# Materials provided
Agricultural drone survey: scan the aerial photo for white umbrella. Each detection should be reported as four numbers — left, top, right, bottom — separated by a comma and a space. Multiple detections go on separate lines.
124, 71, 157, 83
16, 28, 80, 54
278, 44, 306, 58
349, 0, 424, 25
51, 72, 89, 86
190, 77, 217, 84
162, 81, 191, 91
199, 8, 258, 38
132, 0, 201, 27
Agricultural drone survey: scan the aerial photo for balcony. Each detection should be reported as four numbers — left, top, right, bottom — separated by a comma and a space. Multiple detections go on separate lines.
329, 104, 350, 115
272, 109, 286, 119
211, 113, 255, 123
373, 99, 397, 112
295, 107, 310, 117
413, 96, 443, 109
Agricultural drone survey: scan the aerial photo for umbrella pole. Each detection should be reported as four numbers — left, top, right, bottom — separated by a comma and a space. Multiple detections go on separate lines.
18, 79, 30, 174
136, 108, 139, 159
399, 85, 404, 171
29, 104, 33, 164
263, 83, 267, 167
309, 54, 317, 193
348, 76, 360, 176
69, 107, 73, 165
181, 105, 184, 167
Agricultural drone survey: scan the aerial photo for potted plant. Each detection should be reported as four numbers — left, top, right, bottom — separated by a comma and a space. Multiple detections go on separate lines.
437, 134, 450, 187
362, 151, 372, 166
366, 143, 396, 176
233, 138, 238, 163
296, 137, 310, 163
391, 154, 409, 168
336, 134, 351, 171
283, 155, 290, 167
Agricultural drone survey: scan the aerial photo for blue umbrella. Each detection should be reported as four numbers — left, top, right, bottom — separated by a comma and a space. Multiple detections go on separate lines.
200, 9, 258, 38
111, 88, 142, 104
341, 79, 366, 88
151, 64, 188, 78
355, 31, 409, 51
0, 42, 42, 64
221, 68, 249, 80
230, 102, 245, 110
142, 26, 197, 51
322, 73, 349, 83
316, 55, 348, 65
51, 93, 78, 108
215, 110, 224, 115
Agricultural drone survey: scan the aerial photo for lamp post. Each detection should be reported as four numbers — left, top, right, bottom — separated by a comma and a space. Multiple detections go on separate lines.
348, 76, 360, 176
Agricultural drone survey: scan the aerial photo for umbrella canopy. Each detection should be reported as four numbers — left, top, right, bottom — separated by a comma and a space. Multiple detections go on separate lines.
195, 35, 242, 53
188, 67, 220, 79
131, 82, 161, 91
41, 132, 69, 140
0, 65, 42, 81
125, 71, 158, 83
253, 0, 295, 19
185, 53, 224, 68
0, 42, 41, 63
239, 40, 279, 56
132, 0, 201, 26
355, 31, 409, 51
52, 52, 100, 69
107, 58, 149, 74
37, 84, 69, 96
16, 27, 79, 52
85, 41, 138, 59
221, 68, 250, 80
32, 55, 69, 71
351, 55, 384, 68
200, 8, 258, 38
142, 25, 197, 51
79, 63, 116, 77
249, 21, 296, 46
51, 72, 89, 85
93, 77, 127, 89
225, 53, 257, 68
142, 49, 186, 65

# Instructions to follow
The records above, in their entirety, need to be set down again exactly.

# Output of the exercise
Agricultural drone survey: scan the aerial photo for white umbrella. Each detection should be reported as four numbers — left, top, right, bottom — separated by a comma and a space. Multiple detections go on separate lines.
124, 71, 157, 83
16, 28, 80, 54
278, 44, 306, 58
349, 0, 424, 25
51, 72, 89, 86
190, 77, 217, 84
162, 81, 191, 91
199, 8, 258, 38
132, 0, 201, 27
Agricultural drone survey: scan the aerial photo for balcony. Each detection should be reported as four numbers — left, top, right, bottom — separated by a comma and a space. Multiple detections go on separate lines.
329, 104, 350, 115
272, 109, 286, 119
211, 113, 255, 123
373, 99, 397, 112
295, 107, 310, 117
413, 96, 443, 109
Agricultural drone survey: scan the aerial photo for umbrella pole. Each detection should be reported as four numbers — left, top, right, bottom — separated by a comma and a space. Multiple detections go on separate lines.
18, 79, 30, 174
136, 108, 139, 159
399, 85, 404, 171
29, 104, 33, 164
263, 83, 267, 167
309, 54, 317, 193
348, 76, 360, 176
69, 107, 73, 165
181, 105, 184, 167
Agricultural drone survey: scan the aerial photo for potted plant. Each detection should be reported as four numbers — left, top, right, bottom — separated by a comma and a space. Multiple detections go on separate lines.
437, 134, 450, 187
362, 151, 372, 166
366, 143, 396, 176
233, 138, 238, 163
296, 137, 310, 163
391, 154, 409, 168
336, 134, 351, 171
283, 155, 290, 167
Agricultural drone survey: scan the aerial photo for blue umbrella. Each detection should be reported as four numbers — left, top, right, bottom — separated by a comma and a space. Multiple detections go on separate lines.
200, 9, 258, 38
111, 88, 142, 104
341, 79, 366, 88
151, 64, 188, 78
355, 31, 409, 51
0, 42, 42, 64
221, 68, 249, 80
230, 102, 245, 110
142, 26, 197, 51
322, 73, 349, 83
316, 55, 348, 65
51, 93, 78, 108
215, 110, 224, 115
Agricultural drone survey: scan the aerial photo for lamp post. Each detection should be reported as four numbers — left, top, right, bottom — separated by a comma and a space. Multiple detections go on separate lines.
348, 76, 360, 176
Agricultural drone survey: scan the aerial photo for umbrella canopy. Each detection should be reported as four numbers — left, top, right, bottom — separated by a comma and a space. Multiple detections go on separate lines.
195, 35, 242, 53
188, 67, 220, 79
131, 82, 161, 91
41, 132, 69, 140
0, 65, 42, 81
125, 71, 158, 83
253, 0, 295, 19
185, 53, 224, 68
0, 42, 41, 63
239, 40, 279, 56
132, 0, 201, 26
355, 31, 409, 51
52, 52, 100, 69
107, 58, 149, 74
37, 84, 69, 96
16, 27, 79, 52
85, 41, 138, 59
221, 68, 250, 80
32, 55, 69, 71
351, 55, 384, 68
200, 8, 258, 38
142, 25, 197, 51
79, 63, 116, 77
249, 21, 296, 46
51, 72, 89, 85
93, 77, 127, 89
225, 53, 257, 68
142, 49, 186, 65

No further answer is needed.